WHAT THE TASK ASKS :: Reproduce the stretch of the data below from the line containing "Give the segmentation of every instance of the white door." through the line containing "[[121,123],[122,71],[96,66],[95,126]]", both lines included, offsetting every coordinate in the answers by -118. Leave the request lines and their format samples unchanged.

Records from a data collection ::
####
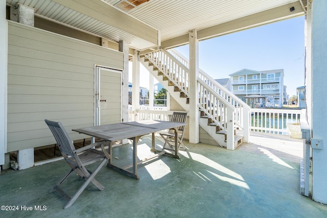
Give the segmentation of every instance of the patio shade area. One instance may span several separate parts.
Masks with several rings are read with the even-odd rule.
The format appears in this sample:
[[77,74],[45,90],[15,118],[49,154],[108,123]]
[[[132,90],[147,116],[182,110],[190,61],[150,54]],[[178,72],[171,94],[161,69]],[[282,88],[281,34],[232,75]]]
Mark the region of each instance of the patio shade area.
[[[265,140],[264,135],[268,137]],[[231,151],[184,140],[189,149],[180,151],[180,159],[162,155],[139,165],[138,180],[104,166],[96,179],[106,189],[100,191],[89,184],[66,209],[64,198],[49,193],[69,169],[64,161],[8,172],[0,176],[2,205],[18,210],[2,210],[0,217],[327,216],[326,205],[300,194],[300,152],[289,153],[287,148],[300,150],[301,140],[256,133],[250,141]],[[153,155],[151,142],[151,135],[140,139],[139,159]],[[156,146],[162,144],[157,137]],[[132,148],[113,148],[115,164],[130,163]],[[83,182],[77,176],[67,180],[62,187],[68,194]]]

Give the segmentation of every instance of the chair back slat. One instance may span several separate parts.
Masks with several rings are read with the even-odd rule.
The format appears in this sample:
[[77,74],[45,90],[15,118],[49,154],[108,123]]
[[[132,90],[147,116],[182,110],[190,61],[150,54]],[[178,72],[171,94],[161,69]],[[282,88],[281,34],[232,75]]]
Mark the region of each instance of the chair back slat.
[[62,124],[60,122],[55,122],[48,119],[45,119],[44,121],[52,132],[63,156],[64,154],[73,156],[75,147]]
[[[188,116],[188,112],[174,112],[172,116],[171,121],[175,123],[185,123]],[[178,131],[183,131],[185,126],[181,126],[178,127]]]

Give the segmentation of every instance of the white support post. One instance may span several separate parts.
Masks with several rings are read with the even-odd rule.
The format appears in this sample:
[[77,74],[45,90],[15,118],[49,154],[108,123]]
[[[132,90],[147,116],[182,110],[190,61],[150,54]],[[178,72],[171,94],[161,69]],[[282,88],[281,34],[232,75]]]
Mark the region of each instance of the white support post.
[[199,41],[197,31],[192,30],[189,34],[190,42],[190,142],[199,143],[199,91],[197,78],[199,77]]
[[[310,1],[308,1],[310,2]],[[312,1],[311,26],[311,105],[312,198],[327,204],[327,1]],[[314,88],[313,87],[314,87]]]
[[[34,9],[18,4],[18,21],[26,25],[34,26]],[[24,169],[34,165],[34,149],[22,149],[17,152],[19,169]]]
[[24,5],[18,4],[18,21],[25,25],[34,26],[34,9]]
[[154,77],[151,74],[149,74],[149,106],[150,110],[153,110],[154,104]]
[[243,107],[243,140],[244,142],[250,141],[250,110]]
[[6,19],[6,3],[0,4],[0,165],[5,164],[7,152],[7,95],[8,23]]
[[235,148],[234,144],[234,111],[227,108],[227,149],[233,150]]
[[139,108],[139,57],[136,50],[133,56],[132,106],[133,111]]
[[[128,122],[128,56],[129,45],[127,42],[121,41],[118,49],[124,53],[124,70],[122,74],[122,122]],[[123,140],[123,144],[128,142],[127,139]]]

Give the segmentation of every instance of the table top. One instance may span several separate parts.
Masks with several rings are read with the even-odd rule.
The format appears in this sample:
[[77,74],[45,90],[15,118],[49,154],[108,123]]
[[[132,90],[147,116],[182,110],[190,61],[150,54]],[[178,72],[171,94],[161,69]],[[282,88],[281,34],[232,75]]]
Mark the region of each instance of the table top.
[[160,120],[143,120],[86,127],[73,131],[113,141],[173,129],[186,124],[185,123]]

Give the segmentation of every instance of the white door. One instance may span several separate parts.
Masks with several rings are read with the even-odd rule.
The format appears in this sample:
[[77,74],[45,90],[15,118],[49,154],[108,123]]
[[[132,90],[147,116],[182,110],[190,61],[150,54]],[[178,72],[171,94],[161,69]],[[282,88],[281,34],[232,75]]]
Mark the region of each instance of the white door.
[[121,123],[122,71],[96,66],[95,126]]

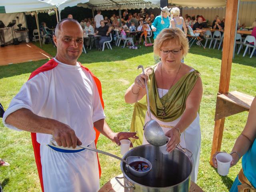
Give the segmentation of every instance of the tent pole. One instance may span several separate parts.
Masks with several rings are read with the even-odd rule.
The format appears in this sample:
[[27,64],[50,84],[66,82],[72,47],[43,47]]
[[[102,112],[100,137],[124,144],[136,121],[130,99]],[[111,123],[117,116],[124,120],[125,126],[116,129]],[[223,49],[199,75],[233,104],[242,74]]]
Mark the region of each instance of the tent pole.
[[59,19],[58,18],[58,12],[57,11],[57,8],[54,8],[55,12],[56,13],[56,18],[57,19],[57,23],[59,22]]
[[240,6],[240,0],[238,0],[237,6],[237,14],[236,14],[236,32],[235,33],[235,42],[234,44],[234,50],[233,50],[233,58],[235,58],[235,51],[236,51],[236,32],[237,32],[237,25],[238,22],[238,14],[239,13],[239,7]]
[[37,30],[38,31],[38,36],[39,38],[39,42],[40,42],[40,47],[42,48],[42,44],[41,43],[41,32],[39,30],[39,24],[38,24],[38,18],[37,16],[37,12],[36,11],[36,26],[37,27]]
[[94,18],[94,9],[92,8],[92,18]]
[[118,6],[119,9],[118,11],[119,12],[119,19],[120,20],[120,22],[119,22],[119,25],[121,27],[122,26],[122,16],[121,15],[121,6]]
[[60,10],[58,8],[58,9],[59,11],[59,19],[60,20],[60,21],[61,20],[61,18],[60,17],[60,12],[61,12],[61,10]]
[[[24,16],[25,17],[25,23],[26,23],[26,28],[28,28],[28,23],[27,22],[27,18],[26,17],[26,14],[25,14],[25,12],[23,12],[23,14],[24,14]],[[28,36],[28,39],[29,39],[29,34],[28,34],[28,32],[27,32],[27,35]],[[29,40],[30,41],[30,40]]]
####
THE ANSWER ::
Give the segmentation of every instance of the white door. One instance may span several separate parts.
Masks with several rings are read with the even-odd rule.
The format appears in this sample:
[[77,74],[45,90],[15,118],[49,154],[108,123]]
[[[132,90],[147,116],[182,110],[190,61],[150,54]],[[178,72],[171,94],[161,69]],[[282,88],[281,34],[232,75]]]
Mark the region of each instance of the white door.
[[3,5],[4,-47],[-22,-52],[-23,8]]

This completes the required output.